=== Instructions to follow ===
Print out the records that follow, exactly and completely.

=== Exercise input ===
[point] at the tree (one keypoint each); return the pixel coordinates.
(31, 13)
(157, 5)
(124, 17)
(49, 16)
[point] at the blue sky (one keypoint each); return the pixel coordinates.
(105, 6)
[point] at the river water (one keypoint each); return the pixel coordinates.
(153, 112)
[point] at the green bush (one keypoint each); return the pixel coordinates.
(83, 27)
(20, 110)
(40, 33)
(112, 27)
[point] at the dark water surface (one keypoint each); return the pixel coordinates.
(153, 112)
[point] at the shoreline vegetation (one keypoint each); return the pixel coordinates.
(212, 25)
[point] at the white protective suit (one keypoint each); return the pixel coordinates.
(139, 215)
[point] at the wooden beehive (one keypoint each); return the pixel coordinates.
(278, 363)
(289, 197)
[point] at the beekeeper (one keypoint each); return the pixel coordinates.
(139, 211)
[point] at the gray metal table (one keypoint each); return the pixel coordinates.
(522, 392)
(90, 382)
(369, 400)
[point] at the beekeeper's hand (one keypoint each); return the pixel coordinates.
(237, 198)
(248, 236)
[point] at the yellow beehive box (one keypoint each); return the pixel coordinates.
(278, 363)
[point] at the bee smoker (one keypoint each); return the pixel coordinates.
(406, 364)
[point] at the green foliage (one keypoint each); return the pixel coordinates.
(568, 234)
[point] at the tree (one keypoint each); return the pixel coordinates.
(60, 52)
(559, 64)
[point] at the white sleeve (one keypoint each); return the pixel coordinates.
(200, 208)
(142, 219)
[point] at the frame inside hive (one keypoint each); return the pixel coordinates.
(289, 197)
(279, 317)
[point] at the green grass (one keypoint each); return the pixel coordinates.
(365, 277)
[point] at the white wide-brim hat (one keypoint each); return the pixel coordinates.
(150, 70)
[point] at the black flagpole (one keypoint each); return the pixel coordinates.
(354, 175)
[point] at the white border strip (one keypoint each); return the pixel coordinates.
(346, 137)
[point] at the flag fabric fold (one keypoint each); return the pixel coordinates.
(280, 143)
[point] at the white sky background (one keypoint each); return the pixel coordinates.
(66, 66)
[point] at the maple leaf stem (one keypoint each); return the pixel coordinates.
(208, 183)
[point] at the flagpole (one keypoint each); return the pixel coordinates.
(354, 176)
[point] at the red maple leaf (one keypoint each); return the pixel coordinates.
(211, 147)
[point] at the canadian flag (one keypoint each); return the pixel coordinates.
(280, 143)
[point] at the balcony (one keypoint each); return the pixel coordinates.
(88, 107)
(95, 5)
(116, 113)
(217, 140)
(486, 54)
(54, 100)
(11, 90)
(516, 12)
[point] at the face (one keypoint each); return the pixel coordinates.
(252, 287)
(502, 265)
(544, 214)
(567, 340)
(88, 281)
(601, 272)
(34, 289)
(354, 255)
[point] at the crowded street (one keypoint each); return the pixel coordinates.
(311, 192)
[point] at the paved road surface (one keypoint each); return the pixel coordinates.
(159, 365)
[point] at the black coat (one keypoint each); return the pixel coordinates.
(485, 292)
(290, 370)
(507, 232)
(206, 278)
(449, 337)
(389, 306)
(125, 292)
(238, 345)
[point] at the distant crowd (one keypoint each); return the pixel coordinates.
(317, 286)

=== Your solution ===
[point] at the tree (one keypoint each); return the pixel coordinates.
(31, 13)
(157, 5)
(124, 17)
(49, 16)
[point] at the blue sky (one keypoint each); return the pixel coordinates.
(105, 6)
[point] at the river water (one keypoint each); return the pixel coordinates.
(153, 112)
[point] at the green bush (one keypoint each); return the pixel coordinates.
(83, 27)
(20, 110)
(40, 33)
(112, 27)
[point] at the dark water surface (one keypoint each); return the pixel coordinates.
(153, 112)
[point] at the shoreline vegetation (one keypoint each); return the pixel coordinates.
(212, 25)
[point] at the white protective suit (one keypoint each); return the pixel coordinates.
(139, 215)
[point] at the wooden beehive (one keypoint each); return the pixel coordinates.
(278, 363)
(289, 197)
[point] at the beekeeper (one keypoint each); return the pixel coordinates.
(139, 211)
[point] at the gray metal table (one keypoint each); return the pixel coordinates.
(522, 392)
(90, 382)
(369, 400)
[point] at the beekeeper's hand (one keypoint each); return the pixel coordinates.
(237, 198)
(248, 236)
[point] at the yellow beehive box (one keypoint each); return the pixel coordinates.
(278, 363)
[point] at the bee smoker (one keypoint each); return the pixel coordinates.
(406, 364)
[point] at the green foliage (one keypoint each); return the pixel coordinates.
(568, 234)
[point] at the tree (one keypoint each); return the pixel coordinates.
(60, 52)
(559, 64)
[point] at the white sleeve (one keypoint each); return the pixel coordinates.
(200, 208)
(142, 219)
[point] at the frame inside hive (one keypoint each); return the pixel coordinates.
(289, 197)
(279, 317)
[point] at the green grass (one keypoint each); return the pixel coordinates.
(365, 277)
[point] at the white wide-brim hat (one keypoint each); return the pixel coordinates.
(150, 70)
[point] at the black flagpole (one keypoint each); return the pixel coordinates.
(354, 175)
[point] at the white border strip (one keypoint each); return the pixel coordinates.
(346, 137)
[point] at the flag fabric fold (one keypoint each); return the pixel coordinates.
(280, 143)
[point] at the white sky background (one keypoint each); return the pixel coordinates.
(66, 66)
[point] at the maple leaf stem (one keypoint each); return the pixel coordinates.
(208, 183)
[point] at the flagpole (one keypoint each); return the pixel coordinates.
(354, 176)
[point] at the red maple leaf (one keypoint each); return the pixel coordinates.
(211, 147)
[point] at the canadian flag (one keypoint each); return the pixel coordinates.
(280, 143)
[point] at the balcony (one keypoint each); return the pixel coordinates.
(88, 107)
(95, 5)
(116, 113)
(217, 140)
(486, 54)
(54, 100)
(11, 90)
(516, 12)
[point] at the face (one keypoint each); return the pixel coordinates.
(252, 287)
(502, 265)
(544, 214)
(567, 340)
(88, 281)
(601, 272)
(34, 289)
(354, 255)
[point] at the crowded street (one keypoint each); return the pixel coordinates.
(311, 192)
[point] at the paved road surface (one keypoint each); return the pixel coordinates.
(159, 365)
[point] at the black coat (one keypoint each); return the pixel coordinates.
(485, 292)
(290, 370)
(507, 232)
(206, 278)
(449, 337)
(389, 306)
(125, 292)
(238, 345)
[point] at the distant crowd (one keypoint each); return the pixel coordinates.
(317, 286)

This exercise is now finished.